Reproduce the portion of the Python Riva API tutorial starting at "## Authentication" and ending at "auth = riva_api.Auth(uri=uri)", word for word.

§ Source excerpt:
━━━━━━━━━━━━━━━━━━━━━━━━━━━━━━
# Python Riva API

This tutorial demonstates how to use Python Riva API.

## Server

Before running client part of Riva, please set up a server. The simplest
way to do this is to follow
[quick start guide](https://docs.nvidia.com/deeplearning/riva/user-guide/docs/quick-start-guide.html#local-deployment-using-quick-start-scripts).


## Authentication

Before using Riva services you will need to establish connection with a server.

In [None]:
import riva_api

uri = "localhost:50051"  # Default value

auth = riva_api.Auth(uri=uri)

## ASR

To instantiate a service pass `riva_api.Auth` instance to a constructor.

In [None]:
asr_service = riva_api.ASRService(auth)

For speech recognition you will need to create a recognition config (an instance of `riva_api.RecognitionConfig`). 
A detailed description of config fields is available in Riva 
[documentation](https://docs.nvidia.com/deeplearning/riva/user-guide/docs/reference/protos/riva_asr.proto.html?highlight=max%20alternatives#riva-proto-riva-asr-proto).
━━━━━━━━━━━━━━━━━━━━━━━━━━━━━━
§ Record extracts:
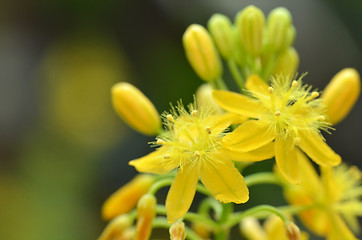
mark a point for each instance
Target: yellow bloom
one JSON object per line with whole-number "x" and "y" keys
{"x": 341, "y": 94}
{"x": 126, "y": 198}
{"x": 272, "y": 229}
{"x": 178, "y": 231}
{"x": 135, "y": 109}
{"x": 193, "y": 145}
{"x": 201, "y": 53}
{"x": 287, "y": 115}
{"x": 334, "y": 197}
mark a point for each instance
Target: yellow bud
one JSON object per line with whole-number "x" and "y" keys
{"x": 280, "y": 31}
{"x": 292, "y": 230}
{"x": 250, "y": 23}
{"x": 126, "y": 198}
{"x": 341, "y": 94}
{"x": 287, "y": 62}
{"x": 201, "y": 53}
{"x": 146, "y": 211}
{"x": 201, "y": 229}
{"x": 136, "y": 109}
{"x": 116, "y": 228}
{"x": 177, "y": 231}
{"x": 221, "y": 31}
{"x": 204, "y": 98}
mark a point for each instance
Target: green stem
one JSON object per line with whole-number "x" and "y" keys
{"x": 255, "y": 211}
{"x": 161, "y": 222}
{"x": 220, "y": 84}
{"x": 210, "y": 203}
{"x": 193, "y": 217}
{"x": 261, "y": 178}
{"x": 223, "y": 233}
{"x": 236, "y": 74}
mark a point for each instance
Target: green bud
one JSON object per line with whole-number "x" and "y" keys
{"x": 250, "y": 23}
{"x": 280, "y": 31}
{"x": 287, "y": 62}
{"x": 201, "y": 53}
{"x": 221, "y": 31}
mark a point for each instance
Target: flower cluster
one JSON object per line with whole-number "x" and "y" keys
{"x": 205, "y": 147}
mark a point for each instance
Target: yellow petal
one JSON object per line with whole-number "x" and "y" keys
{"x": 287, "y": 160}
{"x": 315, "y": 147}
{"x": 256, "y": 85}
{"x": 237, "y": 103}
{"x": 274, "y": 228}
{"x": 126, "y": 198}
{"x": 309, "y": 177}
{"x": 223, "y": 180}
{"x": 249, "y": 136}
{"x": 155, "y": 162}
{"x": 181, "y": 193}
{"x": 262, "y": 153}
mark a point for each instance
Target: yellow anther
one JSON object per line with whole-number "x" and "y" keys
{"x": 321, "y": 118}
{"x": 170, "y": 118}
{"x": 208, "y": 130}
{"x": 313, "y": 96}
{"x": 296, "y": 141}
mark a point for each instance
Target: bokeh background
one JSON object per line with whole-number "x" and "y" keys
{"x": 63, "y": 150}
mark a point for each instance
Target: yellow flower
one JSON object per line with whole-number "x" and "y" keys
{"x": 126, "y": 198}
{"x": 193, "y": 145}
{"x": 286, "y": 114}
{"x": 341, "y": 94}
{"x": 177, "y": 231}
{"x": 135, "y": 109}
{"x": 334, "y": 197}
{"x": 272, "y": 229}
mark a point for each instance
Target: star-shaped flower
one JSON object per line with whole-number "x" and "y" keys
{"x": 286, "y": 113}
{"x": 334, "y": 198}
{"x": 192, "y": 143}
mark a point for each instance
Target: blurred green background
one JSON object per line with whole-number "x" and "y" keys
{"x": 63, "y": 150}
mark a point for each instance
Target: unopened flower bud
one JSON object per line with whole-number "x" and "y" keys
{"x": 341, "y": 94}
{"x": 221, "y": 31}
{"x": 280, "y": 33}
{"x": 201, "y": 53}
{"x": 116, "y": 228}
{"x": 204, "y": 98}
{"x": 177, "y": 231}
{"x": 287, "y": 63}
{"x": 292, "y": 230}
{"x": 136, "y": 109}
{"x": 146, "y": 211}
{"x": 126, "y": 198}
{"x": 250, "y": 23}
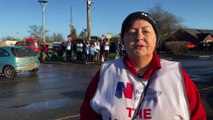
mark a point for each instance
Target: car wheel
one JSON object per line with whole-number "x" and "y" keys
{"x": 9, "y": 72}
{"x": 34, "y": 70}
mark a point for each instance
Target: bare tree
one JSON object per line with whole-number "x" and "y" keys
{"x": 36, "y": 32}
{"x": 167, "y": 22}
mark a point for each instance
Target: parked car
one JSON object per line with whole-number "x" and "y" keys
{"x": 15, "y": 59}
{"x": 55, "y": 46}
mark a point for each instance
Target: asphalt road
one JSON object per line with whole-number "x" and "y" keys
{"x": 57, "y": 90}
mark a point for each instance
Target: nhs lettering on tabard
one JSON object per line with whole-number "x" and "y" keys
{"x": 126, "y": 90}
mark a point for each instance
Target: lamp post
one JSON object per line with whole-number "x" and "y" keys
{"x": 89, "y": 4}
{"x": 43, "y": 6}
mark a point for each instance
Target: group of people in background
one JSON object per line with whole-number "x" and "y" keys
{"x": 84, "y": 51}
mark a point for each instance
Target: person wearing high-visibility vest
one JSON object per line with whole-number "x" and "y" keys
{"x": 140, "y": 85}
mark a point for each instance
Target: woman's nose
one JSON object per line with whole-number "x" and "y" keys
{"x": 140, "y": 35}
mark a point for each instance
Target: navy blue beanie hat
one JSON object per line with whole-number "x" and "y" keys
{"x": 139, "y": 15}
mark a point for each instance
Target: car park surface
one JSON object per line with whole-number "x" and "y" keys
{"x": 15, "y": 59}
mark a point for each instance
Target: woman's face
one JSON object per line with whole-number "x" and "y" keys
{"x": 140, "y": 39}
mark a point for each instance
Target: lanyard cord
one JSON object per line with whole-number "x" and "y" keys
{"x": 141, "y": 101}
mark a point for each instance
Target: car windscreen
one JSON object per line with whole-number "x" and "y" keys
{"x": 23, "y": 52}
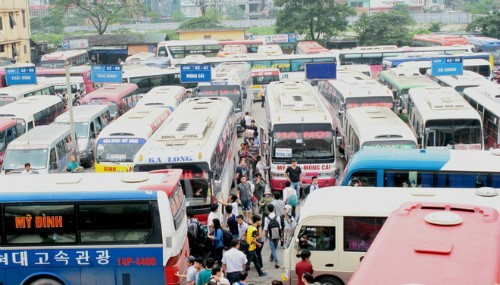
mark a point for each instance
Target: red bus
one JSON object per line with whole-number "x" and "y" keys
{"x": 120, "y": 98}
{"x": 8, "y": 133}
{"x": 434, "y": 243}
{"x": 438, "y": 40}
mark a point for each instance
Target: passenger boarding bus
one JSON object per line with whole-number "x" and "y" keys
{"x": 375, "y": 127}
{"x": 118, "y": 143}
{"x": 15, "y": 92}
{"x": 44, "y": 147}
{"x": 486, "y": 100}
{"x": 199, "y": 138}
{"x": 300, "y": 127}
{"x": 423, "y": 168}
{"x": 88, "y": 228}
{"x": 164, "y": 96}
{"x": 8, "y": 133}
{"x": 338, "y": 224}
{"x": 459, "y": 82}
{"x": 59, "y": 59}
{"x": 436, "y": 241}
{"x": 232, "y": 80}
{"x": 262, "y": 77}
{"x": 440, "y": 117}
{"x": 89, "y": 121}
{"x": 33, "y": 111}
{"x": 119, "y": 97}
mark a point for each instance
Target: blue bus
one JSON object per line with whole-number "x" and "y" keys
{"x": 79, "y": 229}
{"x": 439, "y": 167}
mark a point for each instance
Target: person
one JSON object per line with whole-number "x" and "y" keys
{"x": 273, "y": 231}
{"x": 294, "y": 175}
{"x": 234, "y": 262}
{"x": 73, "y": 165}
{"x": 27, "y": 169}
{"x": 217, "y": 237}
{"x": 252, "y": 234}
{"x": 205, "y": 275}
{"x": 244, "y": 197}
{"x": 304, "y": 265}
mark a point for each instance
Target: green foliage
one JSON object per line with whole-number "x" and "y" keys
{"x": 318, "y": 19}
{"x": 390, "y": 28}
{"x": 487, "y": 25}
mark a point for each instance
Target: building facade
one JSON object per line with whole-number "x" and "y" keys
{"x": 15, "y": 30}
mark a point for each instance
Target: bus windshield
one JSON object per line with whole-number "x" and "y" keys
{"x": 118, "y": 149}
{"x": 453, "y": 133}
{"x": 303, "y": 141}
{"x": 15, "y": 159}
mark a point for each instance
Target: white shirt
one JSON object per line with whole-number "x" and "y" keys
{"x": 235, "y": 260}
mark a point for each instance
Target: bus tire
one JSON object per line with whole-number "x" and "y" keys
{"x": 332, "y": 280}
{"x": 45, "y": 281}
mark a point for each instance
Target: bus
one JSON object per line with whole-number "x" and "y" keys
{"x": 423, "y": 168}
{"x": 375, "y": 127}
{"x": 429, "y": 40}
{"x": 352, "y": 89}
{"x": 440, "y": 117}
{"x": 89, "y": 228}
{"x": 177, "y": 50}
{"x": 400, "y": 81}
{"x": 300, "y": 127}
{"x": 486, "y": 100}
{"x": 119, "y": 97}
{"x": 60, "y": 59}
{"x": 338, "y": 224}
{"x": 436, "y": 240}
{"x": 118, "y": 143}
{"x": 308, "y": 47}
{"x": 8, "y": 133}
{"x": 459, "y": 82}
{"x": 199, "y": 138}
{"x": 33, "y": 111}
{"x": 15, "y": 92}
{"x": 164, "y": 96}
{"x": 232, "y": 80}
{"x": 262, "y": 77}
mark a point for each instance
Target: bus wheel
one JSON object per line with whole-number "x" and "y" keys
{"x": 329, "y": 280}
{"x": 45, "y": 281}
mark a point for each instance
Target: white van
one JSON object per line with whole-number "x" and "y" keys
{"x": 44, "y": 147}
{"x": 89, "y": 121}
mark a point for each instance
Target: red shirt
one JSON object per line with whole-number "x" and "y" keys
{"x": 302, "y": 267}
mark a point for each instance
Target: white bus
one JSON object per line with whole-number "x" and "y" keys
{"x": 300, "y": 127}
{"x": 375, "y": 127}
{"x": 341, "y": 222}
{"x": 44, "y": 147}
{"x": 15, "y": 92}
{"x": 486, "y": 100}
{"x": 440, "y": 117}
{"x": 164, "y": 96}
{"x": 232, "y": 80}
{"x": 33, "y": 111}
{"x": 200, "y": 138}
{"x": 118, "y": 143}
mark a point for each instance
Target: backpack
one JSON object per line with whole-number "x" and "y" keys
{"x": 293, "y": 201}
{"x": 273, "y": 228}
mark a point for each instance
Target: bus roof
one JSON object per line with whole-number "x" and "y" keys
{"x": 193, "y": 131}
{"x": 443, "y": 103}
{"x": 432, "y": 159}
{"x": 79, "y": 186}
{"x": 378, "y": 123}
{"x": 291, "y": 102}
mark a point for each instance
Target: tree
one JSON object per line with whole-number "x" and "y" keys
{"x": 318, "y": 19}
{"x": 389, "y": 28}
{"x": 487, "y": 25}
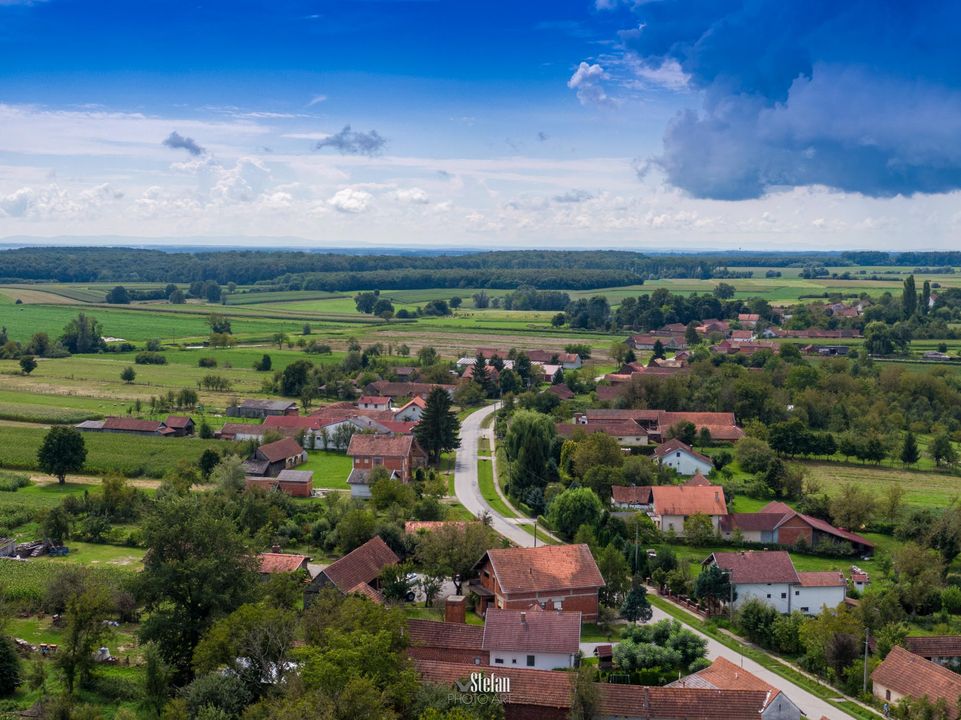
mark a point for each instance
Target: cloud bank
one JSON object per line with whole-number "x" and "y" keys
{"x": 862, "y": 96}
━━━━━━━━━━━━━━━━━━━━━━━━━━━━━━
§ Full response:
## Authentication

Before using Riva services you will need to establish connection with a server.

In [None]:
import riva_api

uri = "localhost:50051"  # Default value

auth = riva_api.Auth(uri=uri)